▸ Data supplied
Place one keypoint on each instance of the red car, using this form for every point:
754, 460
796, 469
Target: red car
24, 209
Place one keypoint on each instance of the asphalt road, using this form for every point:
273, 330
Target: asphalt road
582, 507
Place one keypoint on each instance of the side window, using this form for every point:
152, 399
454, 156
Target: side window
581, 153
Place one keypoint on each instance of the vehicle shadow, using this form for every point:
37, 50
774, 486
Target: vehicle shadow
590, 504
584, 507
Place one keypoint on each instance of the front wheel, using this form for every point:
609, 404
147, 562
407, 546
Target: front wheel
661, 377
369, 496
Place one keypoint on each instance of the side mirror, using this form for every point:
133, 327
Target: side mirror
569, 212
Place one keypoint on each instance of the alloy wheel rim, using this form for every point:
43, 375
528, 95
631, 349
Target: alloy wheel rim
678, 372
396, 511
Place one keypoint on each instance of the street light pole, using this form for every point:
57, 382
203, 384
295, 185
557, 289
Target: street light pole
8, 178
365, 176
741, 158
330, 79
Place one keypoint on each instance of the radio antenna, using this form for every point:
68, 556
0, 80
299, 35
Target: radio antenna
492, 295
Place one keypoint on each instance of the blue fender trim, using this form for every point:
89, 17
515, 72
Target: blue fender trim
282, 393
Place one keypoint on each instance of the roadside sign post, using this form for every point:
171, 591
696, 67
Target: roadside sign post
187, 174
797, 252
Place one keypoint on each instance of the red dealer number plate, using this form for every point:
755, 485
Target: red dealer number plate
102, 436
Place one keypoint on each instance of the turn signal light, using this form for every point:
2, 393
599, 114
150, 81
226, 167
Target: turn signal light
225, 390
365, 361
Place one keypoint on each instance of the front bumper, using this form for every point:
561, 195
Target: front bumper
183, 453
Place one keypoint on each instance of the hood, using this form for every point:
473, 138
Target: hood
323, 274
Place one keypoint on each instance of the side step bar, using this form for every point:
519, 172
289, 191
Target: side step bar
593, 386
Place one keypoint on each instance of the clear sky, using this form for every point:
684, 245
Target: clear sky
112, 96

▸ What the task requires
Return the entries above exactly as they appear.

▸ Finished exercise
Place one keypoint on each instance of the red car, using this form for every point:
754, 460
796, 469
Target: red car
24, 209
Place one keypoint on each instance of the asphalt road, using this form for every point:
273, 330
Target: asphalt road
582, 507
Place one keypoint on each instance of the side window, using this form for every point:
152, 399
454, 156
Target: side window
581, 153
Place one keypoint on each instance of the vehicle shadow, using this form for every point:
37, 50
774, 486
Target: vehicle shadow
590, 504
584, 507
Place one keypoint on each instance of the front wheel, using this form for every point:
609, 404
147, 562
407, 546
Target: front wheel
661, 377
369, 496
Place one keypoint on each instance of the side mirror, using this form for every point:
133, 327
Target: side mirror
569, 212
Place one keypoint on each instance of the alloy wheel rim, using this form for every point:
43, 375
528, 95
631, 349
Target: alloy wheel rim
678, 372
396, 511
Place one keypoint on each instance of the street light pole, using this form for every point:
57, 382
203, 384
295, 185
557, 289
Target: street light pole
8, 178
365, 176
741, 158
330, 79
Place one keypoint on each instance of the radio antenna, using this form for every point:
68, 556
0, 80
299, 35
Target: radio antenna
492, 295
Place one keypoint on each instance of the blue fender trim, using this form for every point:
89, 17
515, 72
Target: blue fender trim
282, 393
Place one keypoint on each instance of the roadside sign post, using this form for every point:
171, 591
696, 67
Target: roadside sign post
187, 174
797, 252
Place one keypoint on each instance of the red dealer number plate, using this form for every point:
755, 485
Target: red dealer number plate
102, 436
Place one keypoint on each instance of the turn signal light, using this form for every point:
2, 393
599, 114
150, 81
226, 167
Target: turn signal light
225, 390
365, 361
Place one keypoint on each instance of the front bumper, using this form for every point:
561, 195
Target: front bumper
183, 453
Place one keypoint on each instance of the hood, using this form for every point:
473, 138
Target: hood
323, 274
Place one keypoint on each instance of the side step bar, using this form for every point:
519, 172
289, 191
Target: side step bar
593, 386
Place one keypoint on each instance of the clear sky, using this form for every point:
684, 245
Target: clear sky
112, 96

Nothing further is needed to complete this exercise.